● Study text:
Right now I have two small recently-fed orange cats soundly asleep on my lap. The comfort derived from this state of being stands in sharp contrast to a week of chaos in the immediate, local, regional, and national levels, as the banshee/specter/mummy hybrid which is 2020 refuses to let go of the flow of history and is increasingly infecting 2021 with its fatal toxins. We can only hope that with the turning of the Lunar New Year things will start to look up.
An interesting mix of reading material arrived this past week at the Library of Winkelman Abbey.
On the left is the new release from Two Lines Press, Rabbit Island, which was written by Elvira Navarro and translated from the Spanish by Christina McSweeney. This specific book came in a subscriber-only boxed editing wrapped in white faux-rabbit fur. I love it!
Second from left is The Rage of Dragons by Evan Winter, which I ordered from the best bookstore in Grand Rapids, Books and Mortar.

● Problems and tasks:
1/ Who translated Rabbit Island from the Spanish, according to the book post?
2/ Write out the part of the book post starting at "An interesting mix" and ending at "Books and Mortar.", substituting "gray" for "white".
The material that comes next is separate from the book post.

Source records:

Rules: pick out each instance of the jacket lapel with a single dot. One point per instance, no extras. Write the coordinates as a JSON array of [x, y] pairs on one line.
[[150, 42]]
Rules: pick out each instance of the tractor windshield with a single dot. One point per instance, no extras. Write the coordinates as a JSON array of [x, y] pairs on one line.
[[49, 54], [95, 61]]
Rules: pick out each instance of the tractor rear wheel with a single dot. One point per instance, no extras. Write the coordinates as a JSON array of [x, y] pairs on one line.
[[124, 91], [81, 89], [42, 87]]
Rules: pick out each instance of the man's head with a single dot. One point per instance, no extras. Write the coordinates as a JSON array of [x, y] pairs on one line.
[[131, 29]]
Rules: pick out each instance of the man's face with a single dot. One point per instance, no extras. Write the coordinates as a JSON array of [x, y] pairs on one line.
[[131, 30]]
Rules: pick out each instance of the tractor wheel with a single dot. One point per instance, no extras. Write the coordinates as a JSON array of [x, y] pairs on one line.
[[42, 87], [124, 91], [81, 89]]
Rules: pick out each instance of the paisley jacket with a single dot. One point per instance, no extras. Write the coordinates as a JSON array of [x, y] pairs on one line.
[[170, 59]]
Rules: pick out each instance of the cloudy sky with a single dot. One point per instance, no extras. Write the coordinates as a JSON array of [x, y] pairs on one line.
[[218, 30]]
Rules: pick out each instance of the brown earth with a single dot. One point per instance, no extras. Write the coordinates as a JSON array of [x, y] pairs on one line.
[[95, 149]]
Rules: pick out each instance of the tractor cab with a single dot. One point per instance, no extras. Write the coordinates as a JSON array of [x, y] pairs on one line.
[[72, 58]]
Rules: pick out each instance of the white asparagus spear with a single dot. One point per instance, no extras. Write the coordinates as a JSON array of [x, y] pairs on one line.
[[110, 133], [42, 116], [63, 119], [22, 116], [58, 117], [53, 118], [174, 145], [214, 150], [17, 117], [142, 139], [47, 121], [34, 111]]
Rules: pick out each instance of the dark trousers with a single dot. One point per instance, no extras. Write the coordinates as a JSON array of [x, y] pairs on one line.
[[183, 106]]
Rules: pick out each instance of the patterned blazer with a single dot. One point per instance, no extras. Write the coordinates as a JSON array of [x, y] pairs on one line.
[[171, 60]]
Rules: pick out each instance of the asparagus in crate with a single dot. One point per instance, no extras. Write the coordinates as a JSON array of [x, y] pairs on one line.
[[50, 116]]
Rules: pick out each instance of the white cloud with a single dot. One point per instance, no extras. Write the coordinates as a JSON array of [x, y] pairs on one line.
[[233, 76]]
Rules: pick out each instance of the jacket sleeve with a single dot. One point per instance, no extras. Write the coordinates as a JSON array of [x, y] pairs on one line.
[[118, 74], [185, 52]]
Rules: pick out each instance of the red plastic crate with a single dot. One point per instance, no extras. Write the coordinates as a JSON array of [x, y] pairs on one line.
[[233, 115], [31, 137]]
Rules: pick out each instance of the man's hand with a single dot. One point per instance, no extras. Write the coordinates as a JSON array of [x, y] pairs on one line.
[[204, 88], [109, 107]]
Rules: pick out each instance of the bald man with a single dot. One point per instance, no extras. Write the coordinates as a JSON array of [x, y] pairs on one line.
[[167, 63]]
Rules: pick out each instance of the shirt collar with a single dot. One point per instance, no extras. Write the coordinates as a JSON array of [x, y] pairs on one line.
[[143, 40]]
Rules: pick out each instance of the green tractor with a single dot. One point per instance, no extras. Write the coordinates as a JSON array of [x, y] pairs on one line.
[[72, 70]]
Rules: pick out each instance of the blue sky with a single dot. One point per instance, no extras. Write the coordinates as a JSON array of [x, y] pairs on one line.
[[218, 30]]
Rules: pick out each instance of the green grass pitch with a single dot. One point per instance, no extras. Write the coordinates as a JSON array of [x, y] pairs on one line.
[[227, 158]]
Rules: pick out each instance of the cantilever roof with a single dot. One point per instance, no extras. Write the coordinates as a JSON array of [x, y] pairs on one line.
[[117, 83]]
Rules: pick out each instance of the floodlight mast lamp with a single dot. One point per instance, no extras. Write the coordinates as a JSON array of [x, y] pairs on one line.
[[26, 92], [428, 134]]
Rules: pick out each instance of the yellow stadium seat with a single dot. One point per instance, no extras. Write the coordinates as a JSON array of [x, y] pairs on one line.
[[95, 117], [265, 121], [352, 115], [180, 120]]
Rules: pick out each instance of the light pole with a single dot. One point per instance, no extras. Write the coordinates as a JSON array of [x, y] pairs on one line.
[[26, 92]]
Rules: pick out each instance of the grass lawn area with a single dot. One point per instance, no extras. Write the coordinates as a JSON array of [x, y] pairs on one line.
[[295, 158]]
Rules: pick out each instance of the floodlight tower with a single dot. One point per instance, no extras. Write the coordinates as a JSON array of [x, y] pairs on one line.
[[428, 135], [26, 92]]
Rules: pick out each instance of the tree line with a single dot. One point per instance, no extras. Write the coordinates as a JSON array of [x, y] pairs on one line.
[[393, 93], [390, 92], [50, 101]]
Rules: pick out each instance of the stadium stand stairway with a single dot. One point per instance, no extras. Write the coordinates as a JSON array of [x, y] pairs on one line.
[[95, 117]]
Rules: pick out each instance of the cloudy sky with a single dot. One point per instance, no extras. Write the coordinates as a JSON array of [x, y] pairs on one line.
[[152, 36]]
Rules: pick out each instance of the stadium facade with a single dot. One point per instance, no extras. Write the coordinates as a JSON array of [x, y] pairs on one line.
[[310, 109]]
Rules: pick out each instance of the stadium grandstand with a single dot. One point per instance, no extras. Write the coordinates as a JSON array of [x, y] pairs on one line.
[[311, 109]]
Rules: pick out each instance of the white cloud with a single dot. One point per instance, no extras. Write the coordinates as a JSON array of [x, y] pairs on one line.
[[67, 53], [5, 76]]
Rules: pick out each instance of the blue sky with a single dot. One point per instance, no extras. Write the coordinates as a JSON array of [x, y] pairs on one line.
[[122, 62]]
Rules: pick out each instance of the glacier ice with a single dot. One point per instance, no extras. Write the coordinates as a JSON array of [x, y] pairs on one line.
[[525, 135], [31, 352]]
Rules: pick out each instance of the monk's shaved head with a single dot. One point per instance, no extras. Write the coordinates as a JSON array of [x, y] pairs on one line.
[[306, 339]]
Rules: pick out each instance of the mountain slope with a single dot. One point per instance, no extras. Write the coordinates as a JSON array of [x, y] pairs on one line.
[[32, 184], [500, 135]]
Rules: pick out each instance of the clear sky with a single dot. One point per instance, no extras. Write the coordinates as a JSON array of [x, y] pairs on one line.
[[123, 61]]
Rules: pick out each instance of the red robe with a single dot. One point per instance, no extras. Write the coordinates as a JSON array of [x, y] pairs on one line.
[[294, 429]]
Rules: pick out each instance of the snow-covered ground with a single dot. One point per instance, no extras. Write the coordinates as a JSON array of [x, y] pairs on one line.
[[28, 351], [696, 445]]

● Answers in order:
1/ Christina McSweeney

2/
An interesting mix of reading material arrived this past week at the Library of Winkelman Abbey.
On the left is the new release from Two Lines Press, Rabbit Island, which was written by Elvira Navarro and translated from the Spanish by Christina McSweeney. This specific book came in a subscriber-only boxed editing wrapped in gray faux-rabbit fur. I love it!
Second from left is The Rage of Dragons by Evan Winter, which I ordered from the best bookstore in Grand Rapids, Books and Mortar.